Requirement ▸
First find the line with "Check that each instance of the japanese" in the entries below, then set down exactly every line through the line with "Check that each instance of the white", that line included.

*** Opening of Exercise data ***

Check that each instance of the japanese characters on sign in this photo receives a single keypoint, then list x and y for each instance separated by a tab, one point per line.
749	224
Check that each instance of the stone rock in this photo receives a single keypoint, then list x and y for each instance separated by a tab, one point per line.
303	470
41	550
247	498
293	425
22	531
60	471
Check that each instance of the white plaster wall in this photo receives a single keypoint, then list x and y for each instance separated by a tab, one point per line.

*** Close of Exercise data ***
*** Opening of Exercise data ***

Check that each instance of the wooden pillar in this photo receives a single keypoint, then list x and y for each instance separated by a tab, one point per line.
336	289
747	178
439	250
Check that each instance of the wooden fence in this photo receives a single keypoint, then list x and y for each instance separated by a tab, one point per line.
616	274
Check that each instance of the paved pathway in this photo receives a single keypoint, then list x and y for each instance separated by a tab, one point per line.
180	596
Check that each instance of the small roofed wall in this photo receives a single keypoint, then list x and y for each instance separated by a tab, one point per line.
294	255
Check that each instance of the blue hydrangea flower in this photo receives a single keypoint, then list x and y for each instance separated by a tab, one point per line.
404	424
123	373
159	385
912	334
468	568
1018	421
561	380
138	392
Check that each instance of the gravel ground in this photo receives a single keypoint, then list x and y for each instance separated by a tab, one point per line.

*** Close of Exercise data ***

Output below ▸
Check that each instance of the japanese characters on sign in this photo receives a single keypoint, then list x and y for each instance separated by a tab, one point per line.
749	224
Check that each instance of the stone rock in this photo receives a single keypoint, then list x and y for each instance separated by a tab, one point per line.
303	470
41	550
247	498
293	425
22	531
60	471
Check that each instance of the white plaster wall in this photo receives a single keypoint, then list x and y for each instance separated by a tab, one point per line.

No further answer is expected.